Written task => Reproduce the items below word for word, covering every one of them.

=== Extracted data ===

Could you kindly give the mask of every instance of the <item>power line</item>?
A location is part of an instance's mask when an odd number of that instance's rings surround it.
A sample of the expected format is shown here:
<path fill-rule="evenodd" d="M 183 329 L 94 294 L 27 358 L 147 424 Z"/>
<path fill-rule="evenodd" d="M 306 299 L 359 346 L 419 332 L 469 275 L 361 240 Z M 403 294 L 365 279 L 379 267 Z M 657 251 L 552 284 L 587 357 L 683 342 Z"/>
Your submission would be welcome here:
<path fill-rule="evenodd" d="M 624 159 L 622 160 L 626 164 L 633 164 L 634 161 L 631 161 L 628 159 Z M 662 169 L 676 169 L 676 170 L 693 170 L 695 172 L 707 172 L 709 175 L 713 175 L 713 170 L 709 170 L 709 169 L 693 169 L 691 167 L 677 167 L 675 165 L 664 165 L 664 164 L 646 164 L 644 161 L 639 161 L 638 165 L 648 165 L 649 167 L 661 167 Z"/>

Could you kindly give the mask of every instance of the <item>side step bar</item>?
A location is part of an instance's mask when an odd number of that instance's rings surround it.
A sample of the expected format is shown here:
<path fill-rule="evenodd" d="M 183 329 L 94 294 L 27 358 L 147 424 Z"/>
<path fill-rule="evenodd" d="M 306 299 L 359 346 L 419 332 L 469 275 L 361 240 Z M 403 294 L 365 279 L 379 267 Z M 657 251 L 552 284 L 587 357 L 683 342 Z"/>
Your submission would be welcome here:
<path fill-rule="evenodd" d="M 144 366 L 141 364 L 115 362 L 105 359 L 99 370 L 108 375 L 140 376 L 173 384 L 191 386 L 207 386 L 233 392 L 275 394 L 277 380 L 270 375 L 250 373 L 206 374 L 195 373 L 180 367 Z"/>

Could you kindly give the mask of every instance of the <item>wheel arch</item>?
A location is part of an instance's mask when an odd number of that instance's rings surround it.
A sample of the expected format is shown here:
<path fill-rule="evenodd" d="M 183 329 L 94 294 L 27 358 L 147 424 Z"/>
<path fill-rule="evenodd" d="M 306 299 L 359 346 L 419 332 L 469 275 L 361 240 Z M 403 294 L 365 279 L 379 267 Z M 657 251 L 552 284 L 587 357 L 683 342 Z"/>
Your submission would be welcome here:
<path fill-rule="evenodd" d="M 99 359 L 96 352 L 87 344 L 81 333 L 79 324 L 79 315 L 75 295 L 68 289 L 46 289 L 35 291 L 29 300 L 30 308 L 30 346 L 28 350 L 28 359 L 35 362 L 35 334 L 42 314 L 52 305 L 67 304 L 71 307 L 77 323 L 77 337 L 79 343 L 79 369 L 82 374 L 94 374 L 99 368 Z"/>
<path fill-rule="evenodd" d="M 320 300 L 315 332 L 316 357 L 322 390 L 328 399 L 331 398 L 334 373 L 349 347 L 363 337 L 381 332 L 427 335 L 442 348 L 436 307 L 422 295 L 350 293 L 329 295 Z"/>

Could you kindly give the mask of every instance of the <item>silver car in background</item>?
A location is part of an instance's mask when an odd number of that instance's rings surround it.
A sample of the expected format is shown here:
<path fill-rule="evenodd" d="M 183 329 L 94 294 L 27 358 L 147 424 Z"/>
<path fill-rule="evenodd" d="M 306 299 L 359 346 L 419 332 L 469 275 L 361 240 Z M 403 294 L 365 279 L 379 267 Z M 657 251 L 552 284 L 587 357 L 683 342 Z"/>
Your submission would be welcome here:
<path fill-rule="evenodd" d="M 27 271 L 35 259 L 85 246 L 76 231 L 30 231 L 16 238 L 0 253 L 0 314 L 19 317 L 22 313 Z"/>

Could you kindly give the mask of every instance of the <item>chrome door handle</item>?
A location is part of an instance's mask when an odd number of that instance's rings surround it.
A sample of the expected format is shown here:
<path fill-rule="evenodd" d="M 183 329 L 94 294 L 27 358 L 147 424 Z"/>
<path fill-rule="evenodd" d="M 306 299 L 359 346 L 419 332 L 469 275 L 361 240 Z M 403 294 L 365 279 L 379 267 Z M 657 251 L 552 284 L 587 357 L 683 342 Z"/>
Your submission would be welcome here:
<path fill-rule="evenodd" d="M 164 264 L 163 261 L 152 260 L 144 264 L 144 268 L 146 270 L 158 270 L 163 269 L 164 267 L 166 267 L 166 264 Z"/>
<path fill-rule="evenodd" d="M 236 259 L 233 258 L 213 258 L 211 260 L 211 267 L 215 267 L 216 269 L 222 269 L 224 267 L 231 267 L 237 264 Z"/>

===

Answer in full =>
Could you kindly give the mask of every instance of the <item>power line</item>?
A location is part of an instance's mask when an odd number of that instance's rings surround it.
A sample of the expected format is shown here:
<path fill-rule="evenodd" d="M 183 329 L 94 294 L 27 358 L 147 424 Z"/>
<path fill-rule="evenodd" d="M 306 299 L 359 346 L 419 332 L 469 275 L 361 240 Z M 403 294 L 365 279 L 379 267 Z M 657 251 L 552 284 L 587 357 L 683 342 Z"/>
Your submission would be welcome here:
<path fill-rule="evenodd" d="M 624 159 L 622 160 L 626 164 L 633 164 L 634 161 L 631 161 L 628 159 Z M 662 169 L 676 169 L 676 170 L 693 170 L 695 172 L 707 172 L 709 175 L 713 175 L 713 170 L 709 170 L 709 169 L 693 169 L 691 167 L 677 167 L 675 165 L 664 165 L 664 164 L 646 164 L 644 161 L 639 161 L 638 165 L 648 165 L 649 167 L 661 167 Z"/>

Could you kindly give the mask of every instance of the <item>side step bar</item>?
A location is part of an instance's mask when an odd number of that instance's rings surround it.
A sample of the expected format is shown here:
<path fill-rule="evenodd" d="M 183 329 L 94 294 L 27 358 L 147 424 Z"/>
<path fill-rule="evenodd" d="M 306 299 L 359 346 L 419 332 L 469 275 L 361 240 Z M 403 294 L 365 279 L 379 267 Z M 657 251 L 552 284 L 587 357 L 683 342 Z"/>
Your submission would be welcome here:
<path fill-rule="evenodd" d="M 144 366 L 141 364 L 115 362 L 105 359 L 99 370 L 108 375 L 140 376 L 173 384 L 191 386 L 207 386 L 233 392 L 275 394 L 277 380 L 270 375 L 250 373 L 206 374 L 195 373 L 180 367 Z"/>

Could you kindly give the mask of every instance of the <item>wheel arch</item>?
A location is part of an instance's mask when an odd number of that instance's rings surround it.
A sample of the expected format is shown here:
<path fill-rule="evenodd" d="M 183 329 L 94 294 L 27 358 L 147 424 Z"/>
<path fill-rule="evenodd" d="M 306 299 L 359 346 L 419 332 L 469 275 L 361 240 Z M 403 294 L 365 279 L 379 267 Z M 657 251 L 552 284 L 587 357 L 683 342 Z"/>
Your submission would be welcome here:
<path fill-rule="evenodd" d="M 99 359 L 96 352 L 87 344 L 81 333 L 79 324 L 79 315 L 75 295 L 68 289 L 46 289 L 35 291 L 29 300 L 30 308 L 30 346 L 28 350 L 28 359 L 35 362 L 35 334 L 42 314 L 52 305 L 67 304 L 71 307 L 77 323 L 77 337 L 79 343 L 79 369 L 82 374 L 94 374 L 99 368 Z"/>
<path fill-rule="evenodd" d="M 320 300 L 315 332 L 316 357 L 322 390 L 328 399 L 331 398 L 334 373 L 349 347 L 363 337 L 381 332 L 427 335 L 442 348 L 436 307 L 422 295 L 350 293 L 329 295 Z"/>

Could you kindly give the mask of every instance of the <item>silver car in background</item>?
A location is part of an instance's mask when an odd number of that instance's rings surround it.
A sample of the expected format is shown here:
<path fill-rule="evenodd" d="M 183 329 L 94 294 L 27 358 L 147 424 Z"/>
<path fill-rule="evenodd" d="M 306 299 L 359 346 L 419 332 L 469 275 L 361 240 Z M 403 294 L 365 279 L 379 267 Z M 657 251 L 552 284 L 587 357 L 683 342 Z"/>
Your submission would be welcome here:
<path fill-rule="evenodd" d="M 27 271 L 35 259 L 85 246 L 76 231 L 30 231 L 16 238 L 0 253 L 0 314 L 19 317 L 22 313 Z"/>

Could you kindly give the mask of every instance of the <item>chrome door handle</item>?
A location is part of an instance's mask when an odd number of that instance's rings surround it.
A sample of the expected format is shown here:
<path fill-rule="evenodd" d="M 183 329 L 94 294 L 27 358 L 147 424 Z"/>
<path fill-rule="evenodd" d="M 306 299 L 359 346 L 419 332 L 469 275 L 361 240 Z M 403 294 L 365 279 L 379 267 Z M 657 251 L 552 284 L 587 357 L 683 342 Z"/>
Your submission would be welcome here:
<path fill-rule="evenodd" d="M 164 264 L 163 261 L 152 260 L 144 264 L 144 268 L 146 270 L 158 270 L 163 269 L 164 267 L 166 267 L 166 264 Z"/>
<path fill-rule="evenodd" d="M 236 259 L 233 258 L 213 258 L 211 260 L 211 267 L 215 267 L 216 269 L 222 269 L 224 267 L 231 267 L 237 264 Z"/>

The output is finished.